_DOCUMENT_:
Post by recon20011 »

Chinese Statement

[quote]
China 'will not protect' Korea ship attackers

Page last updated at 12:46 GMT, Friday, 28 May 2010 13:46 UK

Chinese Premier Wen Jiabao and South Korean President Lee Myung-bak in Seoul (28 May 2010) South Korea wants China to increase pressure on its old ally

China "will not protect" whoever sank a South Korean warship in March, Prime Minister Wen Jiabao has said.

"China objects to and condemns any act that destroys the peace and stability of the Korean peninsula," Mr Wen was quoted as saying after talks in Seoul.

South Korea has blamed the North for sinking the Cheonan with a torpedo.

Beijing is under pressure to take a strong stance against North Korea but so far has not accepted the findings of an independent investigation.

"The Chinese government will decide its position by objectively and fairly judging what is right and wrong about the incident while respecting the international probe and responses to it by each nation," said Mr Wen.

China has previously called for all sides to show restraint.

The BBC's John Sudworth in Seoul says Beijing's refusal so far to condemn its old ally has been a major source of frustration to South Korea and President Lee Myung-bak.

But some in South Korea will see Mr Wen's comments as a sign of a subtle and careful shift in position by the Beijing authorities, says our correspondent.

A spokesman for Mr Lee said Seoul was "fully concentrating on diplomatic efforts to hold North Korea responsible" for the 26 March attack on the Cheonan, which left 46 sailors dead.
Sanctions

South Korea says an investigation involving international teams has uncovered indisputable evidence that North Korea fired a torpedo at the ship.

Investigators said they had discovered part of the torpedo on the sea floor which carried lettering that matched a North Korean design.

Seoul has announced a package of measures, including a halt to most trade with North Korea and is also seeking action via the United Nations Security Council.

Pyongyang, which fiercely denies the allegations, has retaliated by scrapping an agreement aimed at preventing accidental naval clashes with South Korea.

It also warned of an immediate attack if the South's navy violated the disputed Yellow Sea borderline - the site of deadly naval skirmishes in 1999 and 2002.

_WORK INSTRUCTIONS_:
1. According to the Cheonan article, how did the investigation support South Korea's claim that North Korea fired the torpedo?
2. How many sailors died in the 26 March attack on the Cheonan, according to the article?
3. Do these statements agree with the Cheonan article? Answer yes or no for each and quote the deciding words. (a) China has accepted the findings of the independent investigation. (b) Seoul's measures include stopping most trade with North Korea. (c) Pyongyang denies the allegations.

_AVAILABLE DATA_:

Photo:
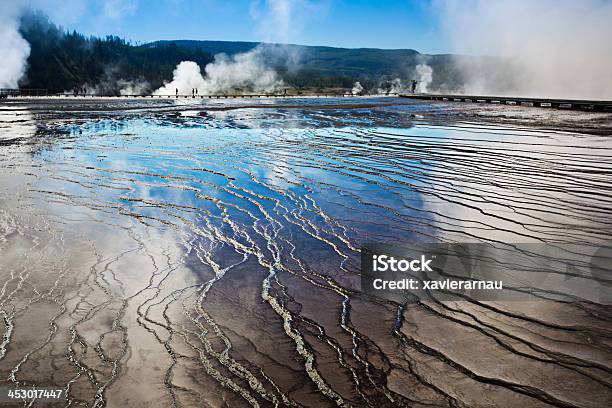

_RESPONSE LIST_:
1. South Korea says an investigation involving international teams uncovered indisputable evidence against North Korea. Investigators said they had found part of the torpedo on the sea floor, and it carried lettering that matched a North Korean design.

2. 46 sailors died.

3.
(a) No: "so far has not accepted the findings of an independent investigation"
(b) Yes: "including a halt to most trade with North Korea"
(c) Yes: "which fiercely denies the allegations"